* Given passage:
# bobber fishing with live shrimp dilemna



## stevesmi

okay check this out. 

I was fishing at Sikes over the weekend and there has been good success with people using live shrimp with a bobber so i copied them. here is my delimna though, when you throw it out and let it sit it moves very fast away from the bridge with the current. when i used to bass fish with a bobber in the lake there was no current like that. 

so when a Spanish hit my bait it pulled the rod and felt resistance and pulled the shrimp right off the hook cause the line was so tight, if you let more line loose the bobber just keeps going further away with the current. hope i explained this correctly for you guys to understand. 

so i decided to try something else, i loosened the spool so if i had a hit the reel would release line so the spanish wouldn't have resistance. 30 minutes later boom i get a hit and my spool goes zzzzzzzzzzzzzzzzz and the line gets all tangled and again the spanish gets loose. 

so what is the solution here when bobber fishing somewhere with a strong current besides holding all my rods and waiting for a strike? am i just gonna have to deal with losing a lot of fish ?

PS: on a side note if i leave the spool open the line just continues to go, i tried that too.


----------



## TSpecks

Some people will sit there and hold the rod in free spool on the tip of your finger so when the fish hits, you let him have it just for a second and come tight on the circle hook. Others will just lower the rod and try to cross eye the fish like bass fishing!!lol Good luck hope that helps


----------



## FishEyez

TSpecks said:


> Some people will sit there and hold the rod in free spool on the tip of your finger so when the fish hits, you let him have it just for a second and come tight on the circle hook. Others will just lower the rod and try to cross eye the fish like bass fishing!!lol Good luck hope that helps


^This. Many years ago we fished this way in Jax FL with my dad. Lots of current in and around the ICW. Free spool it watching the cork. When it went down dad used to tell me count to three then set the hook (non-circle). Probably would work in your situation as well. With a circle hook you wouldn't have to set the hook.


----------



## stevesmi

okay but what if i have 2 or 3 rods out there at one time? this is what people do on Sikes. i like to throw out some bobbers and then fish with my smaller rod for the smaller stuff.


----------



## Charlie2

*Live Shrimp woth Bobbers*



stevesmi said:


> okay but what if i have 2 or 3 rods out there at one time? this is what people do on Sikes. i like to throw out some bobbers and then fish with my smaller rod for the smaller stuff.


It then gets pretty busy.  C2


----------



## capt'n slim

get lots of shrimp, use only one rod at a time and don't put it down. I use a weighted bobber (it has a lead strip inside) this makes it easy when the spanish hits the resistance of the bobber will set the hook automatically. but yes you will still have tons of short strikes leaving you baitless. Fishing for spanish under a cork is one of my favorite things to do in the spring.


----------



## hjorgan

Use a bubble float with a straw, save your shrimp money!

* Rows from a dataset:
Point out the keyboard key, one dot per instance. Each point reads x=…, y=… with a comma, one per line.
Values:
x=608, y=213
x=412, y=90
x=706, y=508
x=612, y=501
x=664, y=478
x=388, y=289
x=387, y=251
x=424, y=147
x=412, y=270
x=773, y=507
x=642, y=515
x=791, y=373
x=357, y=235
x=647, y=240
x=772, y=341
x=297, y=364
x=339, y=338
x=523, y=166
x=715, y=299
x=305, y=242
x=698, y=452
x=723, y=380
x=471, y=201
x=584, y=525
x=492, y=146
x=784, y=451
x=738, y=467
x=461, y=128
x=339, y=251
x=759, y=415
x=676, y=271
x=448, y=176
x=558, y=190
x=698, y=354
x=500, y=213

--

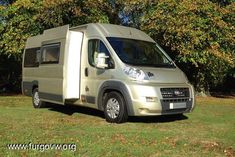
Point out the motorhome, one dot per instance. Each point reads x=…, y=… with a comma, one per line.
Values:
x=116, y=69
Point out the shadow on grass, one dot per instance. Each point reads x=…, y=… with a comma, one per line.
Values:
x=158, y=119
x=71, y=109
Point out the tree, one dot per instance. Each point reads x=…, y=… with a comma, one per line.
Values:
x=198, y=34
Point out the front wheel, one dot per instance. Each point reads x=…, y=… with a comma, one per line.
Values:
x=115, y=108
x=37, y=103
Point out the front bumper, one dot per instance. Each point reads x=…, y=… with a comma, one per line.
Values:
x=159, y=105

---

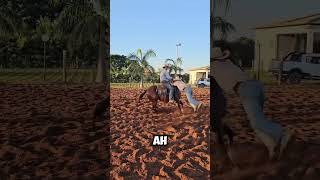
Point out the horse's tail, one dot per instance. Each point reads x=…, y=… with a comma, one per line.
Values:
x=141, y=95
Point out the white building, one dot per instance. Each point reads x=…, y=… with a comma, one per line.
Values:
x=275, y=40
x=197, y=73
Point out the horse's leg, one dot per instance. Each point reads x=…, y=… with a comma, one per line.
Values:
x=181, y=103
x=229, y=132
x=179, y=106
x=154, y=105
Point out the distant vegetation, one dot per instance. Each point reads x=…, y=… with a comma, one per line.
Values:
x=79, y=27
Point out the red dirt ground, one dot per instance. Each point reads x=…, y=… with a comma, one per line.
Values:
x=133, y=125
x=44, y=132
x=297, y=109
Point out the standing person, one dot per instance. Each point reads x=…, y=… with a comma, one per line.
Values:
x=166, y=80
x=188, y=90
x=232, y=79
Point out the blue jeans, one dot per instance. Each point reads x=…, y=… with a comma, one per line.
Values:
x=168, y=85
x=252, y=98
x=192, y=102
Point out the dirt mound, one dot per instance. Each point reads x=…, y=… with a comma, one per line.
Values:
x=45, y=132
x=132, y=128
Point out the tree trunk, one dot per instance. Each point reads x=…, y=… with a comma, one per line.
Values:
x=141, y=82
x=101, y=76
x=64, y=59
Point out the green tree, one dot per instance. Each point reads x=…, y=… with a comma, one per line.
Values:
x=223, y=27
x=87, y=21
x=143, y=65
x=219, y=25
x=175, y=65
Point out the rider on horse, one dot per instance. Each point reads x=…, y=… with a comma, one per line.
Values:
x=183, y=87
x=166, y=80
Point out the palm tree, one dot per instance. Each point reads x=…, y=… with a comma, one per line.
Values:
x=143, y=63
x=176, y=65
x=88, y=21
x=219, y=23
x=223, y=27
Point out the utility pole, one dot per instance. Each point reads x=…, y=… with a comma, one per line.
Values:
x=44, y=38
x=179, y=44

* Exercise instructions: Continue the forum thread about bobber fishing with live shrimp in strong current, picking up after its last post.

* Output of the exercise:
----------



## WisconsinFisherman

Ok, first off if the pole is un attended then you need to keep the bail CLOSED and lossen the drag enough so that the fish can take line but NOT so lose that it "Rats nests" like you had happen. With a Penn or level wind reel, Keep the reel engaged and drag as loose as possible WITH the clicker on. OR you can leave the spool disengaged with the clicker on. Depends on current. Either method you try, keep this in mind. You only put a hook in the tail or behind the eyes of the shrimp so if the fish takes the end opposite the hook, they will get it every time unless they inhale the whole shrimp. That is the deciding factor. I got a couple Skip Jack/Lady fish last night from the north sikes bridge off bobbers. Yeah, I missed a few but thats why its called fishing and not catching.  Trial and error my friend with your equip. Try diff drag settings on the spool with the bail closed but remember to tighten OR put fingers on the base of the spool before you slam the hook home or you will still end up with a rats nest. Good luck and post pics.


----------



## Pier#r

If you're not going to be holding the rod try rigging some sort of a 'drop back' or release clip system to give a few feet of slack and the fish an extra second or two to get the bait further in its mouth on the strike.
On the old Pensacola Bay Bridge I would use an old lead sinker or a small piece of concrete placed on the line along the bridge rail. At any sudden tug (like a strike of a fish) the line would release but the slack would allow a couple of seconds before the fish set the hook on itself as it ran away.

On the boat we would use a heavy rubber band or a hair ponytail band on the rod and slip a loop of line under it to allow about 5 feet of slack on a strike.

Hope this helps!


----------



## stevesmi

I am a very experienced bass fisherman so its just a matter of transitioning bobber fishing into salt water. 

I am gonna go tonight to Sikes (assuming the bait shops don't run out of live shrimp) and give it another shot using 2 rods and a 3rd in my hand fishing off the bottom. 

i will try all the advice you guys have given me and will be using fluro instead of steel leader .. will report back at my results

thank you for your help. I definately would like to catch 2 or 3 keepers and I would be thrilled. heck even a couple good sized white trout would make my day. getting tired of catching just pinfish and croakers on cut shrimp


----------



## PompChaser315

Have you guys ever tried using a Cajun Thunder rattle bobber or whatever they are called with live shrimp underneath them? I used to TEAR UP the Reds and Specks over on the east coast when using this method. 

How long is your leader usually when using a cork?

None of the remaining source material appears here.